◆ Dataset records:
◇ ◇ ◇

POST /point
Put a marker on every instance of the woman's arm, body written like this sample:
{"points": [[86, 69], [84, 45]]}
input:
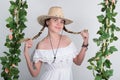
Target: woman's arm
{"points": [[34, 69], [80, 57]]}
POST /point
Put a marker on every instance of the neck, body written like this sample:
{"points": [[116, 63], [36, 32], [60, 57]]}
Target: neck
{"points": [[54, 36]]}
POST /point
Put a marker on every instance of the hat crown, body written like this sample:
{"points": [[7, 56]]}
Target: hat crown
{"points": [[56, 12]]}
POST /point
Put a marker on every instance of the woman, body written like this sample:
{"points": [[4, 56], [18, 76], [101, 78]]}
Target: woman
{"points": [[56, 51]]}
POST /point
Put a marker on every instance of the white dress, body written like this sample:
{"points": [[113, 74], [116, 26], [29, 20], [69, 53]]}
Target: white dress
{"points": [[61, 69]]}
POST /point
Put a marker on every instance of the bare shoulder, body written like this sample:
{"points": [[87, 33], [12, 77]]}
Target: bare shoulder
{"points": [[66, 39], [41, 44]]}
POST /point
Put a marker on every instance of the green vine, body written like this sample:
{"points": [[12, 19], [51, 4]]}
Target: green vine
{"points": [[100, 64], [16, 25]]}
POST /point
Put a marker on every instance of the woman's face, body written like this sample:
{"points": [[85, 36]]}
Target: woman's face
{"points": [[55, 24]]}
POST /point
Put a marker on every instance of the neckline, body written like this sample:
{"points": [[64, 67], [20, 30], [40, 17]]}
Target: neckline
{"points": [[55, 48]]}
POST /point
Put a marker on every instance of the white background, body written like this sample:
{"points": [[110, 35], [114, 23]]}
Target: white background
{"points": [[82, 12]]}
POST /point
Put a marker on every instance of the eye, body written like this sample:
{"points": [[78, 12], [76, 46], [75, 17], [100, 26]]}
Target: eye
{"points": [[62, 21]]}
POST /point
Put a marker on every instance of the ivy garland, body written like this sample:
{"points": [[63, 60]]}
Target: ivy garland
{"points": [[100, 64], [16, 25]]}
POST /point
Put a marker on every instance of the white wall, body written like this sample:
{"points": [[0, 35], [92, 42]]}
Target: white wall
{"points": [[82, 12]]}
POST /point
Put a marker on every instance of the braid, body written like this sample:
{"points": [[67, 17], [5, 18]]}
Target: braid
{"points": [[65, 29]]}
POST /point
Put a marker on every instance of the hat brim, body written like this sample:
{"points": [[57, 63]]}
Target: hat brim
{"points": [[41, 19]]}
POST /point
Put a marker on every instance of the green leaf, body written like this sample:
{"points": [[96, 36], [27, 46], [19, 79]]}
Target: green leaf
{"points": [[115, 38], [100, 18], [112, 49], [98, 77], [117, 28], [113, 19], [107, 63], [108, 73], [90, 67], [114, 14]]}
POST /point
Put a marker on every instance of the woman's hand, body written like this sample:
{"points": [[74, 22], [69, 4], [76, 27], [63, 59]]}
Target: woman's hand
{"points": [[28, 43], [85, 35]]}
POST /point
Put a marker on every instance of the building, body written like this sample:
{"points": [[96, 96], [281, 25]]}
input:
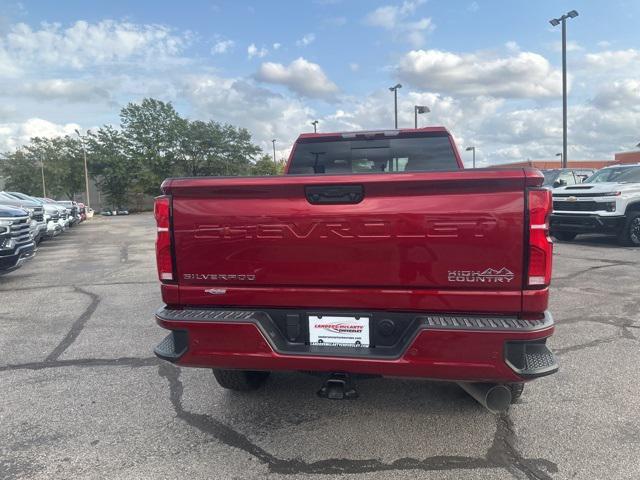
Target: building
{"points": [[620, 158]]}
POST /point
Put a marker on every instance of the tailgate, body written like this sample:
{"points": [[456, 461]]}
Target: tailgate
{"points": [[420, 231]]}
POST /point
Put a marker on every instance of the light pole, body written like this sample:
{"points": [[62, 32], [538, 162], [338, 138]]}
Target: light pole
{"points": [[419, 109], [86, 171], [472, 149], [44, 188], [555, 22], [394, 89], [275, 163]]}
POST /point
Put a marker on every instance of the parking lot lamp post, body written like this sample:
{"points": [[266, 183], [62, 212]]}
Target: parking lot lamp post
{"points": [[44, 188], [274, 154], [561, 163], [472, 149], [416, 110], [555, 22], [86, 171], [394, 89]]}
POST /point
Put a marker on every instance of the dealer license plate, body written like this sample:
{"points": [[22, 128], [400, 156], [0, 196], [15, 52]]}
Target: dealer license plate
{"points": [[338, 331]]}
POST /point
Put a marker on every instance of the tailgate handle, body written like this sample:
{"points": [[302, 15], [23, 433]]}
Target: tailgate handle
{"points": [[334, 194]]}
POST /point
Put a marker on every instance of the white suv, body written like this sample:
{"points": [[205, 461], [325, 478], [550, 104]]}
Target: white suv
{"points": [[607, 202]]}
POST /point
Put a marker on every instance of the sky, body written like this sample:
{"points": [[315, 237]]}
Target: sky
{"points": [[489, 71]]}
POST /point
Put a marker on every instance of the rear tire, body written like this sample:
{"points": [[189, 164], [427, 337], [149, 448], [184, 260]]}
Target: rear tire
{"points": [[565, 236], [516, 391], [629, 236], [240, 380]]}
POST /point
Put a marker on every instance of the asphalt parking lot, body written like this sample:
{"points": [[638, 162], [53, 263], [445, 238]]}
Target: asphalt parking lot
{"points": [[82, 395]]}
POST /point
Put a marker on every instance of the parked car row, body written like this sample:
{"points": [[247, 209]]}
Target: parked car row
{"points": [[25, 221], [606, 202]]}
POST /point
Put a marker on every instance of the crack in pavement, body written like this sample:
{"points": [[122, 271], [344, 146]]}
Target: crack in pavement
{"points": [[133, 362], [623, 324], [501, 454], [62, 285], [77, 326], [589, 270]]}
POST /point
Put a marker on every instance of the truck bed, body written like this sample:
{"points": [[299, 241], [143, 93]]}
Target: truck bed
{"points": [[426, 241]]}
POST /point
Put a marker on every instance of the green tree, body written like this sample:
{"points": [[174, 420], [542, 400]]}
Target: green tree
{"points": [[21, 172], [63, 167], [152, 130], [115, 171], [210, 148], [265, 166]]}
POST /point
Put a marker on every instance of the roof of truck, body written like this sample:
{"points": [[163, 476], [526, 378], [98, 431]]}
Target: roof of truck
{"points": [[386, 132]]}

◇ ◇ ◇

Report every line of the listing that contains the word "lamp", matching case exactly.

◆ Answer:
Put a marker on every instance of the parking lot lamp post, body written like this sample:
Target: parking lot lamp post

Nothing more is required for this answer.